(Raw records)
:::::
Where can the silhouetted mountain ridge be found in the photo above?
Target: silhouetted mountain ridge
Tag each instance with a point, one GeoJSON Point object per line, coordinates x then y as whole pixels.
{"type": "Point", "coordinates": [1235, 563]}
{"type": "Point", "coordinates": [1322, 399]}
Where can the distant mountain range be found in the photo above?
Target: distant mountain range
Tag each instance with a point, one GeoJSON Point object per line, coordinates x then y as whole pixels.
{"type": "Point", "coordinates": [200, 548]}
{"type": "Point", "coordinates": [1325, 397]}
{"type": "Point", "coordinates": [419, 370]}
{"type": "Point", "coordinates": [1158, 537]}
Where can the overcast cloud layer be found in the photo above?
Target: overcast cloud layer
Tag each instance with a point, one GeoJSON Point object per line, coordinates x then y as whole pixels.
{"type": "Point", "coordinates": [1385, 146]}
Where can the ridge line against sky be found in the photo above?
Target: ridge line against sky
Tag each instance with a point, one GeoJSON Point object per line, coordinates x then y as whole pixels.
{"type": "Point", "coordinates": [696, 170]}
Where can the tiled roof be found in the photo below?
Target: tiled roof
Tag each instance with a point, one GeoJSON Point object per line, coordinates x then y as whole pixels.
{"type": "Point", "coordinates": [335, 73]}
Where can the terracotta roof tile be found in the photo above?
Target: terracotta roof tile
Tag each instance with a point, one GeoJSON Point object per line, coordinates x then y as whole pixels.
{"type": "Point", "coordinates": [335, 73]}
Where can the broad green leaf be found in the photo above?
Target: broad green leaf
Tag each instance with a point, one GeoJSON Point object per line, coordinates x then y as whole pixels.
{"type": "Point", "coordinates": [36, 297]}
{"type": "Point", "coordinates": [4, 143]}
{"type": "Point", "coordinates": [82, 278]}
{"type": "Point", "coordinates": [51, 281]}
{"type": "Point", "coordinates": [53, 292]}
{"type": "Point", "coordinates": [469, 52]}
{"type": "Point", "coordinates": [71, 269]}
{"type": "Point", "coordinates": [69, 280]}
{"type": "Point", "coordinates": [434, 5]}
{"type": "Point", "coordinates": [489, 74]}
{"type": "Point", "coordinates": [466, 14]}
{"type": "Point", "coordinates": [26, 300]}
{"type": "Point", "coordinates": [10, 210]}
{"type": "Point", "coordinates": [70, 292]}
:::::
Stated task
Return every line from the one holding "Where can the tiled" through the end of the data, exactly as it appears, with both ends kept and nothing else.

Written response
Where can the tiled roof be found in the photo below?
Target: tiled roof
Tag each instance with a point, one GeoJSON Point object per line, coordinates x then y as whole pixels.
{"type": "Point", "coordinates": [335, 73]}
Where can the terracotta roof tile be found in the photo above?
Target: terracotta roof tile
Tag each instance with a point, one GeoJSON Point object per line, coordinates x then y as whole pixels.
{"type": "Point", "coordinates": [335, 73]}
Where can the broad green leaf be found in the photo above?
Target: broad green leaf
Tag each instance with a point, one GeoJSON Point object per line, coordinates x then y as whole pixels.
{"type": "Point", "coordinates": [36, 297]}
{"type": "Point", "coordinates": [4, 143]}
{"type": "Point", "coordinates": [82, 278]}
{"type": "Point", "coordinates": [51, 281]}
{"type": "Point", "coordinates": [53, 292]}
{"type": "Point", "coordinates": [469, 52]}
{"type": "Point", "coordinates": [71, 269]}
{"type": "Point", "coordinates": [69, 280]}
{"type": "Point", "coordinates": [434, 5]}
{"type": "Point", "coordinates": [489, 74]}
{"type": "Point", "coordinates": [466, 14]}
{"type": "Point", "coordinates": [26, 300]}
{"type": "Point", "coordinates": [10, 210]}
{"type": "Point", "coordinates": [70, 292]}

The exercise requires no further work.